Data records
****************************************
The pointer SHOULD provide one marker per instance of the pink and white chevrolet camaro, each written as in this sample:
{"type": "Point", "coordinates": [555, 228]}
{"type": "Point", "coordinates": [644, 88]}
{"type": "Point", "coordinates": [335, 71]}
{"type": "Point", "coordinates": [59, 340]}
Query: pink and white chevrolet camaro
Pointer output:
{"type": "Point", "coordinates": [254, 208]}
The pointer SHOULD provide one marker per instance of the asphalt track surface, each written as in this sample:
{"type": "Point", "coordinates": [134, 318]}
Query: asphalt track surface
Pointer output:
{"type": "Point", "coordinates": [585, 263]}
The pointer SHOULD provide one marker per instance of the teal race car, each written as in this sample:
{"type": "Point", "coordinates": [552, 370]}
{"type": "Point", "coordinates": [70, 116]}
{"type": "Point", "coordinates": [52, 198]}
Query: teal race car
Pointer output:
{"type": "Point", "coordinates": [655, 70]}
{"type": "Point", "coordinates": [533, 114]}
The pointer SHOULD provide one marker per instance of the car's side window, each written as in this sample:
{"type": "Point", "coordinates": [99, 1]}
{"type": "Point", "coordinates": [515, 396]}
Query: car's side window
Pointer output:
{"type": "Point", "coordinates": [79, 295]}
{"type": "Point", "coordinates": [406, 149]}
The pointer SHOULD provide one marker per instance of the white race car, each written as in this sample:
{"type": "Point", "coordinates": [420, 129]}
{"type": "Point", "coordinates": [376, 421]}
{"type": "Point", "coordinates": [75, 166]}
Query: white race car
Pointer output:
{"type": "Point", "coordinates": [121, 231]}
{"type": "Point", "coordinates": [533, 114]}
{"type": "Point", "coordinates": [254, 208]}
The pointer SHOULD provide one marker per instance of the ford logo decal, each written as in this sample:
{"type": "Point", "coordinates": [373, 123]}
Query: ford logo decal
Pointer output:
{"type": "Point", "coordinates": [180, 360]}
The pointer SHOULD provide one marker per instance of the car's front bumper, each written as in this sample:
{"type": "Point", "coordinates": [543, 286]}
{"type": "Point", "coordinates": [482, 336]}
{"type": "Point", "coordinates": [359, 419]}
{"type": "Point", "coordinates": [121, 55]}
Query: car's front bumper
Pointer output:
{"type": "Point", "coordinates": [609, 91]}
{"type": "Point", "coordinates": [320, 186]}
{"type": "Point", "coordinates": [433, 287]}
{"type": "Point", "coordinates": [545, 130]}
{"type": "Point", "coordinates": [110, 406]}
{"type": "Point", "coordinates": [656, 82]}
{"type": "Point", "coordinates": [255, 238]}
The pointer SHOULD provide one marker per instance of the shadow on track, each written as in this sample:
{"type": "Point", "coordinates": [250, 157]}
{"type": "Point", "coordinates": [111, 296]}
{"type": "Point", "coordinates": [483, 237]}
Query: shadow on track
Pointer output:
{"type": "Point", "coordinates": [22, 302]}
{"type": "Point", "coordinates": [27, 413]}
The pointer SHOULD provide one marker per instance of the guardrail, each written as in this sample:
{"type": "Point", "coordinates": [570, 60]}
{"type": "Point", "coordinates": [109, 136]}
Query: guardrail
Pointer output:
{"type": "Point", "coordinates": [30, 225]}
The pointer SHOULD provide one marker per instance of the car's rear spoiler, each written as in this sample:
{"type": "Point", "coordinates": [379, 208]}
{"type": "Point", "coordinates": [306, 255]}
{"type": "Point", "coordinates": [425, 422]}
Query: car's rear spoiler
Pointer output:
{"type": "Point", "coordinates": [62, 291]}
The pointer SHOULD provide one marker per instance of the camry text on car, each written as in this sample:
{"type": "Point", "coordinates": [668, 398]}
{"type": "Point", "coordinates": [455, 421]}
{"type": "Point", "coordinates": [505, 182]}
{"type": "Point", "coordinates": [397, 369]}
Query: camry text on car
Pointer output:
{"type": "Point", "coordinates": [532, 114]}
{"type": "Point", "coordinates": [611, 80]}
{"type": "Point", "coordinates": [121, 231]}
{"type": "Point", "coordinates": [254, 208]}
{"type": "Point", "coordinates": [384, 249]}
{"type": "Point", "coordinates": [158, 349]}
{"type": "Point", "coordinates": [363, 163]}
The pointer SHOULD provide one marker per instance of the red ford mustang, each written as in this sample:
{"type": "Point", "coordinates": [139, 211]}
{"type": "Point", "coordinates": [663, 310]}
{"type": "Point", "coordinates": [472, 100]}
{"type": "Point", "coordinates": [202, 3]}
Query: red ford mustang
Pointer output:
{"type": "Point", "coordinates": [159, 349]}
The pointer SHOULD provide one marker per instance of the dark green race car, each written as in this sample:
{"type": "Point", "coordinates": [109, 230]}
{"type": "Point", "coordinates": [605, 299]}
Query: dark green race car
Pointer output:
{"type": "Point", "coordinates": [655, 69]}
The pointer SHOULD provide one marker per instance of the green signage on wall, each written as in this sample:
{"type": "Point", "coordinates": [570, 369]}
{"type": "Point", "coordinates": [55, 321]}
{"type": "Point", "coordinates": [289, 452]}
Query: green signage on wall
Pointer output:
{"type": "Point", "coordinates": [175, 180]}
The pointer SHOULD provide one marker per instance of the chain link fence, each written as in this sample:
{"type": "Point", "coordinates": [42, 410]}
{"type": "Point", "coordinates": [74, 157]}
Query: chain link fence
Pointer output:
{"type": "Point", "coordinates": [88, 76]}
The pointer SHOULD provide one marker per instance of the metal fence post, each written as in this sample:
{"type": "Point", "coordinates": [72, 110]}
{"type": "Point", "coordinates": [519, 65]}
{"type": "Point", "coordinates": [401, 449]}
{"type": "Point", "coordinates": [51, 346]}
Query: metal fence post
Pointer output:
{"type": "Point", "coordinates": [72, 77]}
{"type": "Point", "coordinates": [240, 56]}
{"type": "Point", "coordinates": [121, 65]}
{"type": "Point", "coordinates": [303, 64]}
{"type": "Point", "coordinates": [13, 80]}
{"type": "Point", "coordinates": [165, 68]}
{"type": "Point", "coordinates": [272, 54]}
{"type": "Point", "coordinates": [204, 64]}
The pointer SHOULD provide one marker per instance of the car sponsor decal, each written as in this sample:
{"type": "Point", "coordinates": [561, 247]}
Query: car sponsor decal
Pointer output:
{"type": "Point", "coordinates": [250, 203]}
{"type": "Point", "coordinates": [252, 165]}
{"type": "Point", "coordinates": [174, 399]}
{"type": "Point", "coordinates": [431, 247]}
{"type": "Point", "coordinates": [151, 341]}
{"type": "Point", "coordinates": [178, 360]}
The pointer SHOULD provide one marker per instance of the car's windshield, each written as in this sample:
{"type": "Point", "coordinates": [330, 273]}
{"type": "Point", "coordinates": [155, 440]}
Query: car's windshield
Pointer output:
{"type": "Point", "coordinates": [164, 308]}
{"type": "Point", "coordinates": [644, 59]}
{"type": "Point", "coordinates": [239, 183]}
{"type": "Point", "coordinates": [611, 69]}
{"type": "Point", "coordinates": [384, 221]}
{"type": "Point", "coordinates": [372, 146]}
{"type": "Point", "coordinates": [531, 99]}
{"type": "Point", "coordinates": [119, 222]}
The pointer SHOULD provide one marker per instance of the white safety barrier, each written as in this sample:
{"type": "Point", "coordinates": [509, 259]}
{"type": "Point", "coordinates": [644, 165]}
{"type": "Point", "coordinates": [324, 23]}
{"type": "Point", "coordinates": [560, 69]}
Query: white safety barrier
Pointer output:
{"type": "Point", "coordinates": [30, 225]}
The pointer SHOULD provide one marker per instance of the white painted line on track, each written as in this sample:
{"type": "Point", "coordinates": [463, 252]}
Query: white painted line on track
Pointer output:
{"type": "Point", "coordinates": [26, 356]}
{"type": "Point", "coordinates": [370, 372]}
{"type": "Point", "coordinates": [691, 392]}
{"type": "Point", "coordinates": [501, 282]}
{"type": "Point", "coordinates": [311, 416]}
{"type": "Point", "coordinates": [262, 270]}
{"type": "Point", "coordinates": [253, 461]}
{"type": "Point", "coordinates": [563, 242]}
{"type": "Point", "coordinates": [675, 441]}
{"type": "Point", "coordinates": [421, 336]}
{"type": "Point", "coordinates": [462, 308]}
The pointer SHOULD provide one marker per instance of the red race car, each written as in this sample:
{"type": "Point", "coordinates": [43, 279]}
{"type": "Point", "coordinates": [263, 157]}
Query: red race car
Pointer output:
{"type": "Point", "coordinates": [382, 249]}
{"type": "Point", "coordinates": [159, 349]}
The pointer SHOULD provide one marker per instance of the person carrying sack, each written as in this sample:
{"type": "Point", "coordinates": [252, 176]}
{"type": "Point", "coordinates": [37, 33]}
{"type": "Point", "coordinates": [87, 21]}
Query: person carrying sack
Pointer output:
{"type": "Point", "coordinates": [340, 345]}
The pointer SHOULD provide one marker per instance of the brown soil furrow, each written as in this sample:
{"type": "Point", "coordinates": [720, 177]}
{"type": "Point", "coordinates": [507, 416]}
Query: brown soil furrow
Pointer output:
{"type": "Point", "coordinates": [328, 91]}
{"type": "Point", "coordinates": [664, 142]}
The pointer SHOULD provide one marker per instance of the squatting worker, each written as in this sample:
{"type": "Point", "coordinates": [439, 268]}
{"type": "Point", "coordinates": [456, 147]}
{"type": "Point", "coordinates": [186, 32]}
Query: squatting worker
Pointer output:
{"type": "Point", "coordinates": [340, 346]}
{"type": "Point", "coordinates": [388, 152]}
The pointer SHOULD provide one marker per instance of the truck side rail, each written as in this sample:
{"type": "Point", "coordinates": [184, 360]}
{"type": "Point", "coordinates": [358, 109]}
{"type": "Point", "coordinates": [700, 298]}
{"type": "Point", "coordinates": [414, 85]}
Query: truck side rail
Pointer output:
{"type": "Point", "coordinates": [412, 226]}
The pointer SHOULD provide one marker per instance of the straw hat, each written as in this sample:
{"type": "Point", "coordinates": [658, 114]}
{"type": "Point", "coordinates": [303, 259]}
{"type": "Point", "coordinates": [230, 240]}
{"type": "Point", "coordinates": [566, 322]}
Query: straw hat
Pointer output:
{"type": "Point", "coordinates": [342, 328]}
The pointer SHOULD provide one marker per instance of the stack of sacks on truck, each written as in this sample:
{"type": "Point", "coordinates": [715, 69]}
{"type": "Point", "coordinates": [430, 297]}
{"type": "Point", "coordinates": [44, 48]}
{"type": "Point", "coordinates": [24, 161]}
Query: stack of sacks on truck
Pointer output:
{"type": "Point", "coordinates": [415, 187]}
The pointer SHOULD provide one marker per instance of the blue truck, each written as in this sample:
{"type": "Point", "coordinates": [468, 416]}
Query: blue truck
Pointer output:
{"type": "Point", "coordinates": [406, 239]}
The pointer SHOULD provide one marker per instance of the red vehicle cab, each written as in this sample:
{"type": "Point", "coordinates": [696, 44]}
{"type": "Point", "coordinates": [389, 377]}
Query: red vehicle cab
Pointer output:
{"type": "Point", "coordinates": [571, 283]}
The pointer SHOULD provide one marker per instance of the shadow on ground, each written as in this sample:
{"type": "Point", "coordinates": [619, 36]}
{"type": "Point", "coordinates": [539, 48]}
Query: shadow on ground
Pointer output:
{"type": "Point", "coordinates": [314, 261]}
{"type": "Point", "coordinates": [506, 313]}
****************************************
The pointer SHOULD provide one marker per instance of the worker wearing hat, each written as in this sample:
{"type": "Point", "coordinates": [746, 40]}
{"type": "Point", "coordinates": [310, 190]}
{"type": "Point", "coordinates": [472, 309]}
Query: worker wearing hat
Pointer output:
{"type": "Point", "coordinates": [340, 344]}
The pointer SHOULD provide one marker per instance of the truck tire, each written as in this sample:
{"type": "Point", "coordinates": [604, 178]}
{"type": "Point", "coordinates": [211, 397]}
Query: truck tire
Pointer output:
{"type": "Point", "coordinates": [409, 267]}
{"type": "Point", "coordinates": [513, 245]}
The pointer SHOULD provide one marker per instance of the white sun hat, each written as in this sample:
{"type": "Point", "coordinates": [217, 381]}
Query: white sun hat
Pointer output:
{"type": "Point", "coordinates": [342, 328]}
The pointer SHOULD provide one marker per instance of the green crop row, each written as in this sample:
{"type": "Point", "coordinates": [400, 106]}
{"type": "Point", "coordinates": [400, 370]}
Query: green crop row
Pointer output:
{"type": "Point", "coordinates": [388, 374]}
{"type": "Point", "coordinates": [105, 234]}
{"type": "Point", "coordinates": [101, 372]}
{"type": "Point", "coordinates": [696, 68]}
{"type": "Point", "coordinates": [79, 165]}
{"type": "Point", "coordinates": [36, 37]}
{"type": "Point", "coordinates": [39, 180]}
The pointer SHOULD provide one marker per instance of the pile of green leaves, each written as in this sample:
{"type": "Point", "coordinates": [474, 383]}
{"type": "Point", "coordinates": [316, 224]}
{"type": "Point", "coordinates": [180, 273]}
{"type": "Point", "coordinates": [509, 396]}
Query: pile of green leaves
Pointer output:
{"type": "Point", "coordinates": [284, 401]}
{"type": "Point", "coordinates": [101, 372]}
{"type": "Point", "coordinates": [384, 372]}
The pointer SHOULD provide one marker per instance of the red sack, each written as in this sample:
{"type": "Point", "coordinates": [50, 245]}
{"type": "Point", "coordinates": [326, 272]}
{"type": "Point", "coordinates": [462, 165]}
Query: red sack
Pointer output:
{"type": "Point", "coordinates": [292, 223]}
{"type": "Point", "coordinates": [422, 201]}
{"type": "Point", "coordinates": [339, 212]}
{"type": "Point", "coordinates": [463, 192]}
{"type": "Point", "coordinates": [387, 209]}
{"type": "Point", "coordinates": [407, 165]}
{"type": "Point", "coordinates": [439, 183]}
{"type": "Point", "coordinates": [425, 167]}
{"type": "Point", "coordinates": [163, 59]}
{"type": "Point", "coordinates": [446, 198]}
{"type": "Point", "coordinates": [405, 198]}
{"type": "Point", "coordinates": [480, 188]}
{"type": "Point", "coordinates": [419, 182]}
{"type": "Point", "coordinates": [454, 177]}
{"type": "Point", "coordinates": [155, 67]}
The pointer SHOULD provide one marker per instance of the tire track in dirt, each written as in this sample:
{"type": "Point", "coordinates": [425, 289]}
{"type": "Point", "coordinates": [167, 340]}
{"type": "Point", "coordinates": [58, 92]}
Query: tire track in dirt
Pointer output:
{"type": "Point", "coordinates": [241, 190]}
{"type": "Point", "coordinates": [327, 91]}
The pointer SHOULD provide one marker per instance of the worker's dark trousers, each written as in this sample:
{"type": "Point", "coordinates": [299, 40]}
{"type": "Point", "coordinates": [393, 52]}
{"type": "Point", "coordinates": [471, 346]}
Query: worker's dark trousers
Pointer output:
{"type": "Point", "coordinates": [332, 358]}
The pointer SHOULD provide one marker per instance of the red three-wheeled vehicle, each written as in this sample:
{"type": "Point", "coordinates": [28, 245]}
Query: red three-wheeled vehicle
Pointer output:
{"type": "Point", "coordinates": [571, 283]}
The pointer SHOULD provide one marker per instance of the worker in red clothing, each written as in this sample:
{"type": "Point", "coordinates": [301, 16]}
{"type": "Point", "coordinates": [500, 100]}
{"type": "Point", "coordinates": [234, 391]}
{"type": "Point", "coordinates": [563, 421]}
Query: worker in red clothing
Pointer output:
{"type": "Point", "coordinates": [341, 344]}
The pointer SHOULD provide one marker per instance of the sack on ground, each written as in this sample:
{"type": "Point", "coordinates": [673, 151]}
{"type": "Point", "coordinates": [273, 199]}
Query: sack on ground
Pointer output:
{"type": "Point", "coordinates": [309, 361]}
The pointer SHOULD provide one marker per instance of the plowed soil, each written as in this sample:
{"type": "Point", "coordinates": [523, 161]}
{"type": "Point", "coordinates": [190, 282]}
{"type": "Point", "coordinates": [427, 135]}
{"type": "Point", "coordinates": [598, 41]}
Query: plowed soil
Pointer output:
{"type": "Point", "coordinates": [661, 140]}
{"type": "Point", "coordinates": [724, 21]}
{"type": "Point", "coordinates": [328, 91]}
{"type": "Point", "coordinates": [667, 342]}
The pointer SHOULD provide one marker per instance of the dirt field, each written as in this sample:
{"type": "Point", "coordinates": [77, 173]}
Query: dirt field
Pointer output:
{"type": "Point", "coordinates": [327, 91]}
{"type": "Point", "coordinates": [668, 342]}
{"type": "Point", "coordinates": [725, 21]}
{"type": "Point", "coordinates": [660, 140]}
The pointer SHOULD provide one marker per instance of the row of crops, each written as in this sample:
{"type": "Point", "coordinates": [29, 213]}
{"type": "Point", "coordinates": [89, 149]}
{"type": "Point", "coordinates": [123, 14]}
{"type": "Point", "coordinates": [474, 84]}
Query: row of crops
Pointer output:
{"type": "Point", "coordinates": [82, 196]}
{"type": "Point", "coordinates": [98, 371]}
****************************************
-- Required work --
List each line of the records that contains the word "ground", reproducing every such line in full.

-- Output below --
The pointer SHOULD provide one marker per instance of the shadow on ground, each written as in this sample:
Query: shadow on ground
The pointer SHOULD provide one marker per instance of the sack on ground, each written as in this sample:
Query: sack on ground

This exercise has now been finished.